Every artist I know admires other artists. There is usually something about each of them that speaks to said artist. Because of my dad’s influence, I became acquainted with people like Norman Rockwell and Maxfield Parrish. I loved how their drawings told stories without words. It was one of the reasons why I thought it would be so fun to be an illustrator. To be able to communicate something like that without using any words at all. Now, that is both incredible and powerful.
Christmas, Norman Rockwell Style...
Frankly, Rockwell’s work is what I think about when I think of the ideal Christmas.
How to Get Better at Drawing, Batman Style
These days, I still have artists that I admire. I discovered Lee Bermejo’s work when I stumbled upon “Batman: Noel” in a comic book shop a couple of years ago.
I didn’t go into the store necessarily looking for Batman, despite the fact that he’s one of my favorite superheroes. I also didn’t go looking for a Christmas book.
No. I was on an art-improvement mission.
Allow me to explain. I learned in art school that it’s good to copy the work of famous artists. (This is why, by the way, you see people standing in front of paintings in big museums like the Met with their sketchbooks.) By copying the works of other artists, you learn about composition, style, and myriad other things. It makes sense. Whatever trouble the artist might have had in making that piece, you learn a little about how he/ she solved it by retracing that artist’s footsteps, so to speak. During those art school days, I spent countless hours recreating the works of Picasso, who became one of my new favorite artists, partly because of his technical ability and partly because of his, well, chutzpah. He was larger than life and during his lifetime, he was one of the only artists that the general public recognized when he was on the beach (or anywhere else, for that matter.)

**What you will do:** Can you return the passage about admired artists, word for word, from "Frankly, Rockwell’s work" to "a Christmas book."?

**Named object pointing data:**
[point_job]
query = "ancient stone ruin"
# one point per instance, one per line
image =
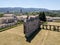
(30, 25)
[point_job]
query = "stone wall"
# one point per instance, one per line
(31, 25)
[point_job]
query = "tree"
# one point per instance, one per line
(1, 15)
(42, 16)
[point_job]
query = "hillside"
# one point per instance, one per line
(15, 36)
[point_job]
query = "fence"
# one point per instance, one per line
(51, 27)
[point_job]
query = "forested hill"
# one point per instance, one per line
(17, 9)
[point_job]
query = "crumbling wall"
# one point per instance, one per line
(31, 25)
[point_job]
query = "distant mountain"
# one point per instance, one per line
(17, 9)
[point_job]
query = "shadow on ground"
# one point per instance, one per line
(30, 38)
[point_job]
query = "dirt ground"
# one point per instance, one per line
(15, 36)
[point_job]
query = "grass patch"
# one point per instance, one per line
(9, 27)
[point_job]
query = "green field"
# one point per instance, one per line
(15, 36)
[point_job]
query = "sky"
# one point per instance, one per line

**Answer:**
Frankly, Rockwell’s work is what I think about when I think of the ideal Christmas.
How to Get Better at Drawing, Batman Style
These days, I still have artists that I admire. I discovered Lee Bermejo’s work when I stumbled upon “Batman: Noel” in a comic book shop a couple of years ago.
I didn’t go into the store necessarily looking for Batman, despite the fact that he’s one of my favorite superheroes. I also didn’t go looking for a Christmas book.